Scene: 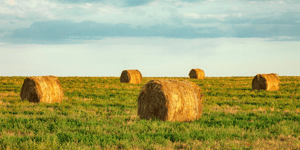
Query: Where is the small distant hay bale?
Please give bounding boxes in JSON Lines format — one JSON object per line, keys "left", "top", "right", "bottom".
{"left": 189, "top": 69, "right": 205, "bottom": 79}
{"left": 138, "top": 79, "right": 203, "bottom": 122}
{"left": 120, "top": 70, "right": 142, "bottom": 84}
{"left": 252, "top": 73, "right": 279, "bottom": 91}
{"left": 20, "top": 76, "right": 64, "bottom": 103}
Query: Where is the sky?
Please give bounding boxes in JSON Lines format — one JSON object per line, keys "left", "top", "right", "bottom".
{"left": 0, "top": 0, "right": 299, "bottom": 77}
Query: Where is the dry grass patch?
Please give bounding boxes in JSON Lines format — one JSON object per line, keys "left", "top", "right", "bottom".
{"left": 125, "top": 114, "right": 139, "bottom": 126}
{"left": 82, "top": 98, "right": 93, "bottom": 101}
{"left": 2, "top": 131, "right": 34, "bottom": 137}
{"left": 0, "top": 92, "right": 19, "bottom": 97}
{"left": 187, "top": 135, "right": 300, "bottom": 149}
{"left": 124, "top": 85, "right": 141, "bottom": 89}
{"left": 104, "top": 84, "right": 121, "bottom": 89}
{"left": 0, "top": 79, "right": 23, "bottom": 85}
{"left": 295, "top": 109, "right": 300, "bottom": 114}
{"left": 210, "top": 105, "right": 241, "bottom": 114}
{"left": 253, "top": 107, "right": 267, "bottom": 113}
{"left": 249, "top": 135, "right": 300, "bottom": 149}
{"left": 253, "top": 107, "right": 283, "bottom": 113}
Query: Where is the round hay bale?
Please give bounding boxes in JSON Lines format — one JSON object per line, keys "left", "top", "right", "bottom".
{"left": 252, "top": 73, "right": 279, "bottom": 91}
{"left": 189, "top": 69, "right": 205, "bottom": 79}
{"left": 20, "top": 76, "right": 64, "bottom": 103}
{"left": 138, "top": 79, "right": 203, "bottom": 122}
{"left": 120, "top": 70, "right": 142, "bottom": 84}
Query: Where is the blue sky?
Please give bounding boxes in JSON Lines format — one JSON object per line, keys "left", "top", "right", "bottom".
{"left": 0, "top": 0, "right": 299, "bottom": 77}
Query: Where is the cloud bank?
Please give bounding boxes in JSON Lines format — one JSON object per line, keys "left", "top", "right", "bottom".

■ WORK REQUEST ■
All lines above containing the string "bale": copy each one.

■ ANSWER SECTION ■
Query: Where is the small distant hay bale?
Query: Where is the round hay bale?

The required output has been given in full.